• _Required tasks_
1. Repeat word for word the portion of the forum thread that begins at "Submitted by sword" and stops after "that as well.".
2. In the forum thread, what is the stated actual frequency of SEUs in LEO?

Submitted by mush (user info) at 2005-06-25 07:54:26 EDT (#)
Ranking: 0
And just so I dont get harped on for a fucking typo... when I said the probability of an SEU was 10^-45 / 10^-60 I meant the probability of a majority SEU resulting in an SEU propagation was that low. The actual frequency of SEUs (minority and correctable) in LEO is 7 per 90 minutes.
Submitted by mush (user info) at 2005-06-25 07:52:10 EDT (#)
Ranking: 0
Dude. Get a life.
http://telemetry.nmsu.edu/Nanosat3_page.html
http://www.admin.mtu.edu/urel/news/media_relations/349/
http://www.admin.mtu.edu/urel-cgi-bin/print.pl?story=349
http://www.collegian.psu.edu/archive/2003/11/11-04-03tdc/11-04-03dscihealth-03.asp
http://utahstatetoday.usu.edu/archives/august2003/08-22-03/feature-08-22-03.cfm
http://fastrac.ae.utexas.edu/
And by far the best one, in case you dont feel like looking around yourself:
http://fastrac.ae.utexas.edu/our_project/overview.php
Unfortunately for you, I must be a l33t h@x0r who just broke into 5 different university websites to create all this information to prove my crazy fantasy.
As far as TMR goes... I never said the patent was under the term "TMR." As far as Quad vs. Triple, the probability of an SEU in a TMR is around 10^-45. In a quad, around 10^-60 (Assuming a 10e-6 time constant for synchronization). Most statiticians will concede that probabilities below 10^-35, although non-zero, can safely be considered representative of an impossibility so there is little benefit to a straight quad. However, my guess is that you are talking about the quad (or the quint) on the space shuttle... well that isnt straight TMR or 4/5-MR. The space shuttle goes a step above and beyond because they're trying to save lives and need protection against Byzantine failures, whereas a small nanosat flight computer does not.
I guess I don't know what your hard-on about disproving my "crazy fantasy" is... but checkmate. Thank you for calling.
Submitted by sword (user info) at 2005-06-24 19:14:14 EDT (#)
Ranking: 2
Unfortunately for you Mush I happen to have an internet connection which allows me easy access to all the information required to disprove your crazy fantasy. In fact the only difficult part is in deciding where to begin proving you wrong, but I did that as well.
1) Cost - NASA has a rather large doccument on their website under the title "Parametric Cost Estimating Handbook" which describes the cost of an "Aerospace Small Satellite Cost Model (SSCM)" at being in the neighborhood of 200 million dollars. See the related articles for yourself here http://search.nasa.gov/nasasearch/search/search.jsp?nasaInclude=satellite+cost
Needless to say a small satellite would far exceed your paltry budget of 100,000.

• _Data listing_
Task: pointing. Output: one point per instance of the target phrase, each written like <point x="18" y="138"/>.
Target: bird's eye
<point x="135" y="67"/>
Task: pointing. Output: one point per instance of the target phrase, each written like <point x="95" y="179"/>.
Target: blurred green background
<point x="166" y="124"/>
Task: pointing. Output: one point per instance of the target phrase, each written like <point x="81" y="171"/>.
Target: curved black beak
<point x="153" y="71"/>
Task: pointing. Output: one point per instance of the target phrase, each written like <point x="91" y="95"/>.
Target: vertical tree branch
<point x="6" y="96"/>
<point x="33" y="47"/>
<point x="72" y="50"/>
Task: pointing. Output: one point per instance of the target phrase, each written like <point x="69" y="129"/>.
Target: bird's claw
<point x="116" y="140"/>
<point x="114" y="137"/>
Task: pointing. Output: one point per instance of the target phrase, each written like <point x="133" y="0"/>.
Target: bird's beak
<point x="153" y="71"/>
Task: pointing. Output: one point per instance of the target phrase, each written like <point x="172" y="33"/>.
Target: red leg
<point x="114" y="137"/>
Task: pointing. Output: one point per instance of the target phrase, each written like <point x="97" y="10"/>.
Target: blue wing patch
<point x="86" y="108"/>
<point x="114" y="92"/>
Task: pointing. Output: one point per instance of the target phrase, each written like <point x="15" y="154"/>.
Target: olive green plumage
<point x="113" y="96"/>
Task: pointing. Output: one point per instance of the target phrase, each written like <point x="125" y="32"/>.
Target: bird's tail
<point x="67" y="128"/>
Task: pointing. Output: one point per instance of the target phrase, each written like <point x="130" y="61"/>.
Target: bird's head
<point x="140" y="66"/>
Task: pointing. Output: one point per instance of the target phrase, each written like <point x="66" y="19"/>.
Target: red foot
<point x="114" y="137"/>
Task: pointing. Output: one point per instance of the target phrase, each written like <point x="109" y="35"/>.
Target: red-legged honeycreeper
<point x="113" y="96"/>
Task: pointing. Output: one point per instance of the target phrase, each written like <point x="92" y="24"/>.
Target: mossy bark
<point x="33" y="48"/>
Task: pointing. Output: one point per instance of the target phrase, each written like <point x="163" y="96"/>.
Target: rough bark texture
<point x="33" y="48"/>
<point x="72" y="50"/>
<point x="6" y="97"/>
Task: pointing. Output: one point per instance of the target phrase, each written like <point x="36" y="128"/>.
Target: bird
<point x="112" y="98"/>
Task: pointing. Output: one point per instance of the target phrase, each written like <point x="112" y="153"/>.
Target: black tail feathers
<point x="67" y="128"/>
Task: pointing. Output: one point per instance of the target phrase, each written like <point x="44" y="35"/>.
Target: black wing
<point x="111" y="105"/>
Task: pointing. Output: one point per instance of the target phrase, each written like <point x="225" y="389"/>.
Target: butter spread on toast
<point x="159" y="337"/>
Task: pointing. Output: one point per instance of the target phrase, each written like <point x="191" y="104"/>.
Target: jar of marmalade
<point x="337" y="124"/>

• _Final answers_
1.
Submitted by sword (user info) at 2005-06-24 19:14:14 EDT (#)
Ranking: 2
Unfortunately for you Mush I happen to have an internet connection which allows me easy access to all the information required to disprove your crazy fantasy. In fact the only difficult part is in deciding where to begin proving you wrong, but I did that as well.

2. The actual frequency of SEUs in LEO is 7 per 90 minutes.